Calculating Protons after 2 Seconds - R and C Values

[chevycamaro1987]

1. A capacitor where C=1X10^-5 F and R= 1X10^6, there's 1000 electrons on the plate at t=0. How would I find the number of protons after 2 seconds?



2. half life= .7Tm, mean life=RC



3. I put the R and C values into get the mean life and got an answer of 7 seconds, and than to find the halflife, I multiplied the mean life by .7 and got 10 seconds. I just don't know where to go from there though. I know the answer is 820, but I don't know how to get that answer. Is there a formula where I can put in the number of seconds using the mean life and half life to get the answer?

 

[andrevdh]

Use the equation

$$Q = CV$$

 

[chevycamaro1987]

Use the equation

$$Q = CV$$

I tried using that formula but what do I insert for V? I put in 2 seconds and it didnt work, i tried working backwards, that didnt work either...what am i doing wrong?

 

[tim_lou]

V is voltage. Relate voltage to current and then Charge to current, you'll get a differential equation.

 

[andrevdh]

The capacitor start out with a charge of

$$1.60 \times 10^{-16}\ C$$

this means that the initial voltage over the cap will be

$$V_o = \frac{1.60 \times 10^{-16}}{C}$$

or rather... the RC discharge equation of the cap

$$V = V_o e^{-\frac{t}{\tau}}$$

can be rewritten for the decay of the charge on the cap using the relation

$$Q = CV$$

# # # # #

### Problem statement
List each distinct username that posts in the capacitor thread. The lines after this point come from a different source.

# # # # #

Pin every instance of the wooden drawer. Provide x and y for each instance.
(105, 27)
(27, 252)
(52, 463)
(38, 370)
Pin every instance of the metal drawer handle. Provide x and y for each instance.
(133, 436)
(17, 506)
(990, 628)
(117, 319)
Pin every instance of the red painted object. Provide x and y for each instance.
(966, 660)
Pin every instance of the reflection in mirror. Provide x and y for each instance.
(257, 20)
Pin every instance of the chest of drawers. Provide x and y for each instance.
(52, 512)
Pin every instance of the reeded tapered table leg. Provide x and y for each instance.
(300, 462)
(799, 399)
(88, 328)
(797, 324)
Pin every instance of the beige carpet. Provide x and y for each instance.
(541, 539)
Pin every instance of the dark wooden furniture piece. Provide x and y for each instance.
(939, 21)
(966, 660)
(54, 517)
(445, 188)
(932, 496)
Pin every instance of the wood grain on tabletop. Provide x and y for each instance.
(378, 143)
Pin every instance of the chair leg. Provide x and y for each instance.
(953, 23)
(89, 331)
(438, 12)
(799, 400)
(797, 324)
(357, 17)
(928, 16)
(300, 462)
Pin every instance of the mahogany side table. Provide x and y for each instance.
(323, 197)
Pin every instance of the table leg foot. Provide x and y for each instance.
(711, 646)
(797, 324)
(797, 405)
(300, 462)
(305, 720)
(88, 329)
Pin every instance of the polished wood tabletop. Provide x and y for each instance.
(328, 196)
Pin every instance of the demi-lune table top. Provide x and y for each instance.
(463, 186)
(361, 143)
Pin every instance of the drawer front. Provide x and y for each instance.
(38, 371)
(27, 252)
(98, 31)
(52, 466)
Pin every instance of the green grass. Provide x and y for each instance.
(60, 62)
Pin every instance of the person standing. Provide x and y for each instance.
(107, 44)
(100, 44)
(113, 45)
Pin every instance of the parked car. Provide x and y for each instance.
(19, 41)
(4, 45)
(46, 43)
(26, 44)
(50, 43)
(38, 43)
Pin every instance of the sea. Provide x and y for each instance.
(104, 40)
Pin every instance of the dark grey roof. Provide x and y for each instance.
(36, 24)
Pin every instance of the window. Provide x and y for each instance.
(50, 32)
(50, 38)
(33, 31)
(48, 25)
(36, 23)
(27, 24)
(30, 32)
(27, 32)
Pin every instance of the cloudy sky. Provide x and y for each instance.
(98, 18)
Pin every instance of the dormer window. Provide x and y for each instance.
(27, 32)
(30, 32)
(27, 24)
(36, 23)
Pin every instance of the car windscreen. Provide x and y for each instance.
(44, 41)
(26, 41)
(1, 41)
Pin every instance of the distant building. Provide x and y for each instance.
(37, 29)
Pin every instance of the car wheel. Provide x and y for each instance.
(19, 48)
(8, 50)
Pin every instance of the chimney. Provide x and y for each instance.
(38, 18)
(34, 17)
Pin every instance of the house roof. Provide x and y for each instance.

# # # # #

### Correct output
chevycamaro1987, andrevdh, tim_lou